Exercise objective
Can you lay out the records below as a Markdown table with the columns Row and Line, beginning at the line that has "Run through the image and locate every green" and stopping after the line that has "[822,716,1021,806]"? Leave out blank lines and the pictures.

Extracted entries

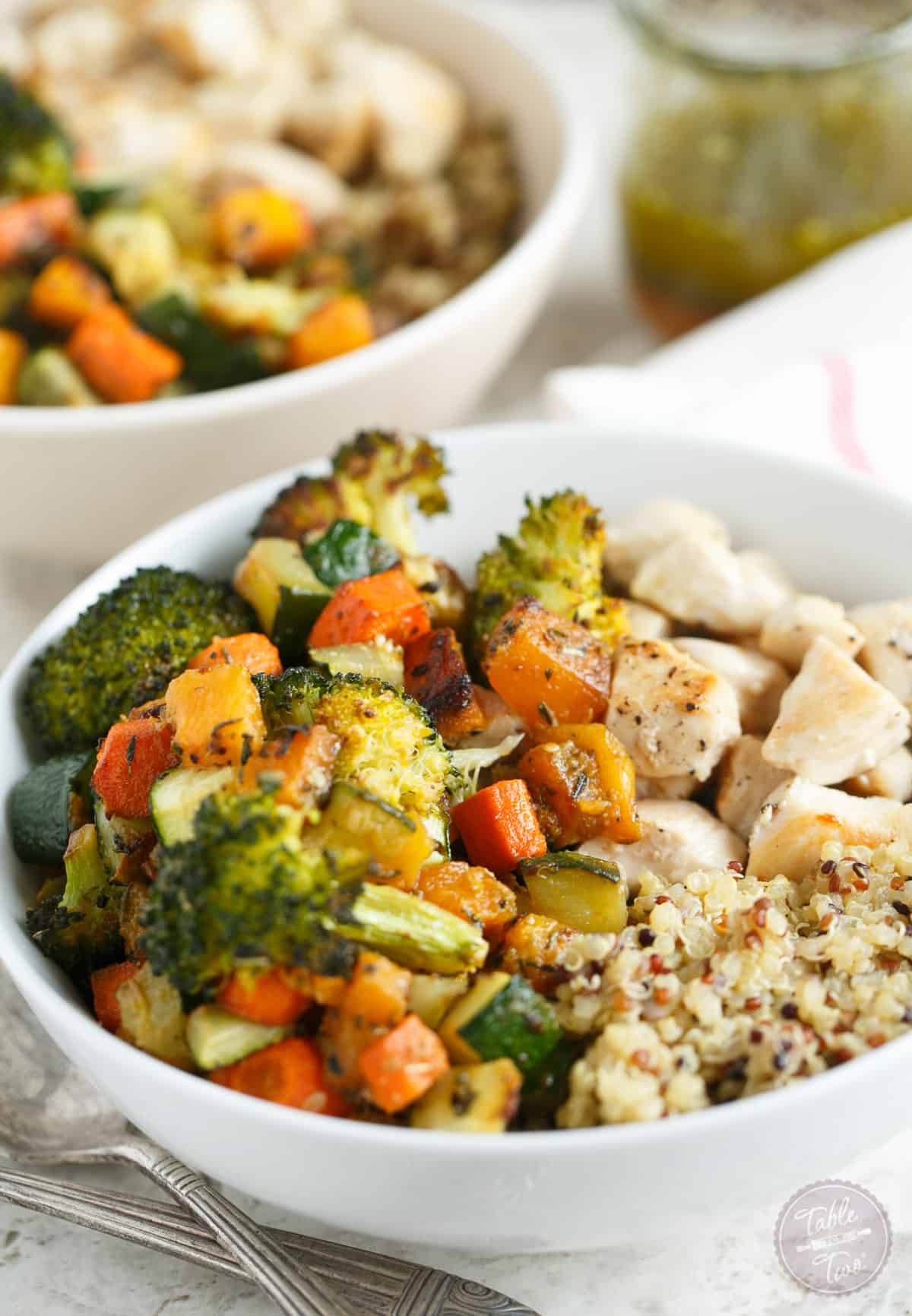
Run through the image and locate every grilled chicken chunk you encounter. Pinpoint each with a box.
[674,636,790,732]
[581,800,746,892]
[763,636,910,786]
[748,777,912,881]
[759,593,863,670]
[849,599,912,708]
[716,736,791,841]
[630,537,791,636]
[606,640,741,782]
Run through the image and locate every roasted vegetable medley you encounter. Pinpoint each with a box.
[0,21,518,407]
[16,432,912,1132]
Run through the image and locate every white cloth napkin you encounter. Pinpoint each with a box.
[545,221,912,484]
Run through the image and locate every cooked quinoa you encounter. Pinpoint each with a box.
[558,843,912,1128]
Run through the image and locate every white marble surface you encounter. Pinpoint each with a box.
[0,0,912,1316]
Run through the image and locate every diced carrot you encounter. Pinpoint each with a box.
[416,859,516,937]
[92,960,140,1033]
[209,1037,347,1115]
[0,329,29,407]
[308,567,430,649]
[359,1014,450,1115]
[500,913,579,996]
[453,778,539,874]
[241,726,340,808]
[288,293,376,370]
[92,717,174,818]
[404,626,484,741]
[0,192,78,270]
[164,666,266,767]
[218,969,311,1023]
[516,723,642,849]
[27,254,110,329]
[67,302,184,403]
[187,631,282,676]
[321,951,412,1095]
[484,597,610,725]
[212,187,315,268]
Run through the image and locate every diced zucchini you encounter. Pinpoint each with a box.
[304,520,399,590]
[135,293,268,392]
[520,850,626,932]
[149,767,234,845]
[311,638,405,690]
[520,1034,578,1128]
[408,974,468,1028]
[410,1058,522,1133]
[234,538,331,666]
[302,782,434,887]
[187,1005,284,1070]
[439,973,563,1074]
[95,798,155,881]
[17,347,101,407]
[325,881,488,974]
[9,751,95,863]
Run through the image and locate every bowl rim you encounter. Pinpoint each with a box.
[0,0,596,444]
[0,421,912,1159]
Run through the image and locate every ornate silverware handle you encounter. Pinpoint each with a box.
[0,1169,537,1316]
[116,1137,353,1316]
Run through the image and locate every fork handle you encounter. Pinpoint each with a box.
[117,1138,354,1316]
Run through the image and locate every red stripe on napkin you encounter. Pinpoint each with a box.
[824,356,874,475]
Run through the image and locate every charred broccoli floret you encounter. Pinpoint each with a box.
[258,667,451,841]
[254,430,448,554]
[25,567,255,753]
[27,823,125,989]
[142,791,487,996]
[0,74,72,194]
[473,489,625,658]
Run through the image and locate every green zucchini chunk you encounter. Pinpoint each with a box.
[9,751,95,863]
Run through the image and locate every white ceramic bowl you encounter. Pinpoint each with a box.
[0,0,594,566]
[0,425,912,1251]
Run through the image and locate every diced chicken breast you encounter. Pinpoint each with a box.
[637,773,700,800]
[147,0,268,78]
[624,599,673,640]
[748,777,912,881]
[31,4,135,79]
[716,736,791,841]
[674,636,790,732]
[331,30,467,182]
[763,636,910,786]
[284,76,375,178]
[630,537,791,636]
[209,141,349,223]
[842,745,912,804]
[759,593,863,671]
[849,599,912,708]
[606,640,741,782]
[606,498,728,592]
[581,800,748,892]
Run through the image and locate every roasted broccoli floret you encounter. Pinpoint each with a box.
[258,667,451,840]
[473,489,626,658]
[254,430,448,554]
[142,791,487,996]
[0,74,72,194]
[25,567,257,753]
[27,823,125,989]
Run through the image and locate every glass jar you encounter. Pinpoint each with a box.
[615,0,912,337]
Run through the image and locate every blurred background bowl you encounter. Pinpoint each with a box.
[0,0,594,566]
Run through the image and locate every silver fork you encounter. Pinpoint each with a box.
[0,975,353,1316]
[0,967,536,1316]
[0,1169,536,1316]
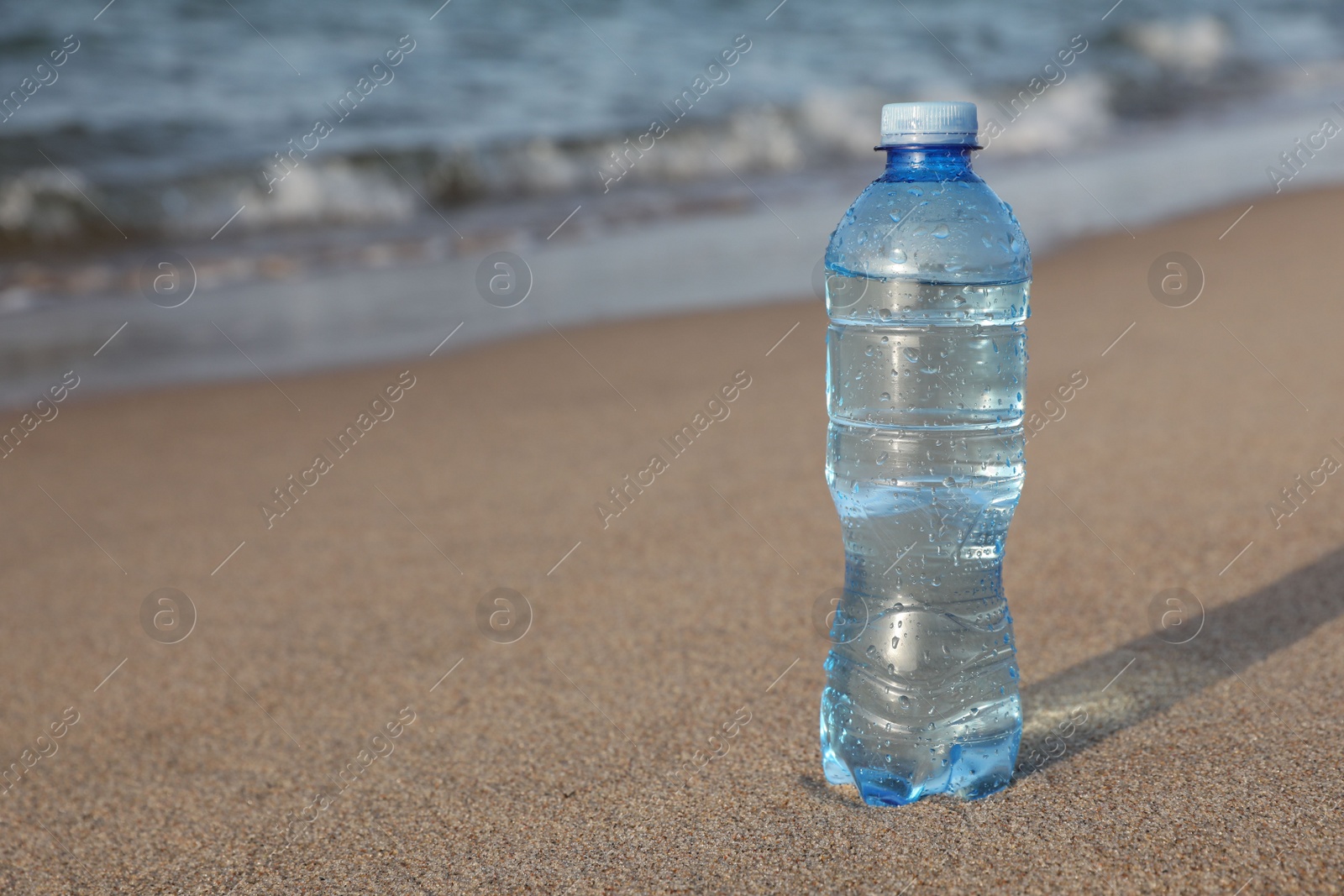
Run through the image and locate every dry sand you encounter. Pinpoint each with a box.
[0,185,1344,896]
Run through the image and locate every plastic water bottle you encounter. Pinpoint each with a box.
[822,102,1031,804]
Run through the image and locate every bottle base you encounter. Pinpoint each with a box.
[822,716,1021,806]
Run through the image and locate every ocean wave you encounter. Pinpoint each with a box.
[0,15,1311,252]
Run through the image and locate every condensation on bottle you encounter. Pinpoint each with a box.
[822,102,1031,804]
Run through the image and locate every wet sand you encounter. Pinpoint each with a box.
[0,191,1344,896]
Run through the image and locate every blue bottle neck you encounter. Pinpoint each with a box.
[880,144,979,183]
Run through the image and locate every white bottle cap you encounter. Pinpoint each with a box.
[882,102,979,146]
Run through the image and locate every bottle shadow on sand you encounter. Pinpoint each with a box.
[1013,548,1344,780]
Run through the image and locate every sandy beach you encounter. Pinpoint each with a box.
[0,190,1344,896]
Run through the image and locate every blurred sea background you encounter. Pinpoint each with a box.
[0,0,1344,405]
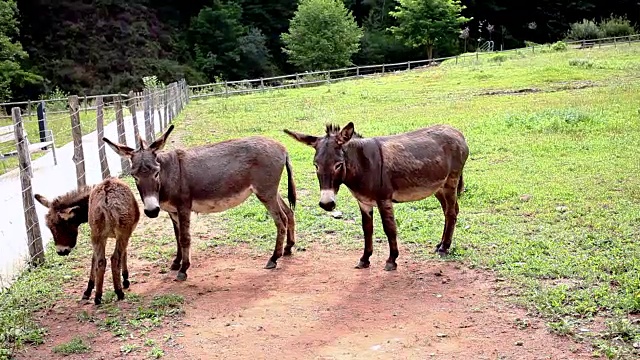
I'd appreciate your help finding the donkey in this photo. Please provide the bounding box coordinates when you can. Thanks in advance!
[283,122,469,271]
[103,125,296,281]
[35,177,140,305]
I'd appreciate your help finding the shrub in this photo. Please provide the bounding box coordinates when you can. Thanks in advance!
[567,19,603,40]
[600,15,636,37]
[569,59,593,69]
[489,54,507,63]
[551,41,567,51]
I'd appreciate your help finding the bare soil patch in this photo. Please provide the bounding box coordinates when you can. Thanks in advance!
[18,242,589,359]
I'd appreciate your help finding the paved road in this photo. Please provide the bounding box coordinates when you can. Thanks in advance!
[0,107,170,288]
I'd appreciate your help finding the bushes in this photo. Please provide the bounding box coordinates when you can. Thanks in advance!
[551,41,567,51]
[567,19,603,40]
[567,15,636,40]
[600,15,636,37]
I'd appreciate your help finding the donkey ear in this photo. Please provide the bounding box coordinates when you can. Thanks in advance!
[337,122,354,145]
[58,206,80,220]
[34,194,51,208]
[149,124,173,151]
[282,129,318,147]
[102,137,134,158]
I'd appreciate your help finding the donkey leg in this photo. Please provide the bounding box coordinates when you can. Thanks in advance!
[111,245,124,300]
[169,213,182,271]
[434,193,449,253]
[82,256,96,300]
[91,238,107,305]
[356,201,373,269]
[278,194,296,256]
[120,247,131,289]
[256,193,288,269]
[436,179,460,256]
[174,208,191,281]
[378,200,399,271]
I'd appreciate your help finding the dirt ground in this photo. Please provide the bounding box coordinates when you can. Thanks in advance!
[18,239,590,359]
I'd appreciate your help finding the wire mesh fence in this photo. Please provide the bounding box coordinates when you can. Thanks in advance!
[0,80,188,288]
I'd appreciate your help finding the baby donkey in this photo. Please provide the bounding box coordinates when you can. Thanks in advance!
[35,178,140,305]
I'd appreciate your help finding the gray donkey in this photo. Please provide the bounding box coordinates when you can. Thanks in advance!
[103,125,296,281]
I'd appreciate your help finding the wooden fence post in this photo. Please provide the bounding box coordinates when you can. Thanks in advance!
[11,107,44,266]
[169,83,176,121]
[148,89,156,140]
[69,95,87,188]
[115,95,130,175]
[162,85,171,128]
[156,89,165,132]
[129,91,140,147]
[142,90,153,143]
[96,96,111,180]
[182,79,191,104]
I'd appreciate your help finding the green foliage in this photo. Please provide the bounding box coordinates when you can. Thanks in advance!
[567,19,603,40]
[142,75,166,90]
[189,0,245,78]
[0,0,42,101]
[551,41,567,51]
[600,15,636,37]
[53,336,91,355]
[389,0,471,59]
[179,44,640,359]
[281,0,363,71]
[569,59,593,69]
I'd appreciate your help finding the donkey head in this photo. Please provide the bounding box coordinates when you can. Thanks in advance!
[284,122,359,211]
[102,125,173,218]
[34,193,88,256]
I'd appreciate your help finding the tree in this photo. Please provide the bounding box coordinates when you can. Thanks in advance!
[281,0,363,70]
[0,0,42,101]
[389,0,471,59]
[189,0,245,79]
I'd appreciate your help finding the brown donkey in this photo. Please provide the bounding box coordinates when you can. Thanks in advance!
[284,122,469,270]
[35,178,140,305]
[104,125,296,281]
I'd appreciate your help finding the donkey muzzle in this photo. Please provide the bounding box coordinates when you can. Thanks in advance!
[318,190,336,211]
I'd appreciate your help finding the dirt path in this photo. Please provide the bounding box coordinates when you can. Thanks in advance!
[19,239,589,359]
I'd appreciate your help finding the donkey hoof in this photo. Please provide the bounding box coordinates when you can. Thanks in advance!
[176,272,187,281]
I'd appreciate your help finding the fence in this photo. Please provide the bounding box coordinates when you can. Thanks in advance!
[0,80,189,287]
[189,35,640,99]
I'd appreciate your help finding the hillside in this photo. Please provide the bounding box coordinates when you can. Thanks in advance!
[0,44,640,359]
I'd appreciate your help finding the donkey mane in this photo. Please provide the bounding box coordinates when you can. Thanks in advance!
[325,124,362,138]
[51,185,95,210]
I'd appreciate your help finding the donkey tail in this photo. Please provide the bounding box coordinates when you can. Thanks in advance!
[458,173,464,196]
[285,154,297,210]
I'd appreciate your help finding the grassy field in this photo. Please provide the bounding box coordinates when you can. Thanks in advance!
[0,46,640,359]
[176,46,640,356]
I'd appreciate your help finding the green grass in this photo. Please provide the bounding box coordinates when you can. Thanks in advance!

Solution
| Row | Line |
|---|---|
| 1 | Run through the image and locate every green zucchini chunk you encounter. Pinpoint each with a box. |
| 2 | [9,751,95,863] |
| 3 | Run through the image and locate every white ceramic bowl you encounter. Pinpoint each with a box. |
| 4 | [0,0,594,566] |
| 5 | [0,425,912,1251] |
| 6 | Run through the image and locate every diced chicken breast you encounter. Pinpoint each with a box. |
| 7 | [637,773,700,800] |
| 8 | [147,0,268,78] |
| 9 | [624,599,673,640] |
| 10 | [748,777,912,881] |
| 11 | [31,4,135,79] |
| 12 | [716,736,791,841] |
| 13 | [674,636,790,732] |
| 14 | [331,30,467,182] |
| 15 | [763,636,910,786] |
| 16 | [284,76,375,178] |
| 17 | [630,537,791,636] |
| 18 | [209,141,349,223] |
| 19 | [842,745,912,804] |
| 20 | [759,593,863,671] |
| 21 | [849,599,912,708] |
| 22 | [606,640,741,782] |
| 23 | [606,498,728,592] |
| 24 | [581,800,748,892] |
| 25 | Run through the image and locate every roasted broccoli floret you encounter. Pinpoint each with a box. |
| 26 | [258,667,451,840] |
| 27 | [473,489,626,658] |
| 28 | [254,430,448,554] |
| 29 | [142,791,487,996] |
| 30 | [0,74,72,194] |
| 31 | [25,567,257,753] |
| 32 | [27,823,125,989] |
| 33 | Run through the image and locate every glass jar you encounter. Pinpoint each with a box. |
| 34 | [615,0,912,337] |
| 35 | Run through the image and locate every blurred background bowl you encounter. Pinpoint each with a box. |
| 36 | [0,0,594,566] |
| 37 | Run through the image and locate every silver fork you encounter. Pinpoint each with a box. |
| 38 | [0,975,353,1316] |
| 39 | [0,967,536,1316] |
| 40 | [0,1169,536,1316] |
| 41 | Run through the image and locate every dry sand you encounter. Pinpoint each with a box. |
| 42 | [0,185,1344,896] |
| 43 | Run through the image and locate every plastic water bottle you encounter. Pinpoint each with a box. |
| 44 | [822,102,1031,804] |
| 45 | Run through the image and locate every bottle base you encounter. Pinpoint each with a box. |
| 46 | [822,716,1021,806] |